Exercise directions:
Exact repetition of the data is the whole task.

Supplied data:
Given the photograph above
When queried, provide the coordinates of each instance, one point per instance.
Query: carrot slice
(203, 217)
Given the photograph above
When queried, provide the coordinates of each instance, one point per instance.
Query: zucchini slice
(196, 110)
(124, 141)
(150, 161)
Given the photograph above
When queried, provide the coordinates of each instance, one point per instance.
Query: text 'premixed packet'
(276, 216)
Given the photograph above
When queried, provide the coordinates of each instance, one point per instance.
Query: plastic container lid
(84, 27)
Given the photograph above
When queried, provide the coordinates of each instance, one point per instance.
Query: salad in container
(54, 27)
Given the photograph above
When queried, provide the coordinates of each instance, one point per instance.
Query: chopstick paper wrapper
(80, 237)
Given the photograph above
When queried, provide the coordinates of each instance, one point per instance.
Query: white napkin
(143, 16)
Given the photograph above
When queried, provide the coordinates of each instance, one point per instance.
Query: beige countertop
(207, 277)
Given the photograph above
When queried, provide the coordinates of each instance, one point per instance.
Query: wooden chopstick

Solution to this exercise:
Given the photograph above
When queried, provide the coordinates of each instance, one point per instance.
Query: carrot slice
(203, 217)
Given the photograph above
When queried, provide the coordinates of each instance, one point per instance.
Query: zucchini slice
(196, 110)
(124, 141)
(150, 161)
Given the photograph above
When queried, provide the coordinates of each instance, one point per instance.
Query: text 'premixed packet'
(276, 216)
Given the photograph above
When queried, provide the coordinates of each instance, one point per instance.
Query: plastic container lid
(84, 27)
Given the photograph above
When queried, provide the coordinates of each instance, one point per instance.
Query: salad in container
(54, 27)
Given the photograph above
When queried, provide the coordinates of each instance, one point per instance.
Query: chopstick paper wrapper
(80, 237)
Given the photograph above
When queried, provide the coordinates of each instance, one point per instance.
Query: white napkin
(143, 16)
Given the photograph above
When queried, provide the coordinates of each instance, one point per instance.
Query: beige countertop
(207, 277)
Given the photograph above
When queried, provide the coordinates of each instance, one point per instance.
Query: wooden chopstick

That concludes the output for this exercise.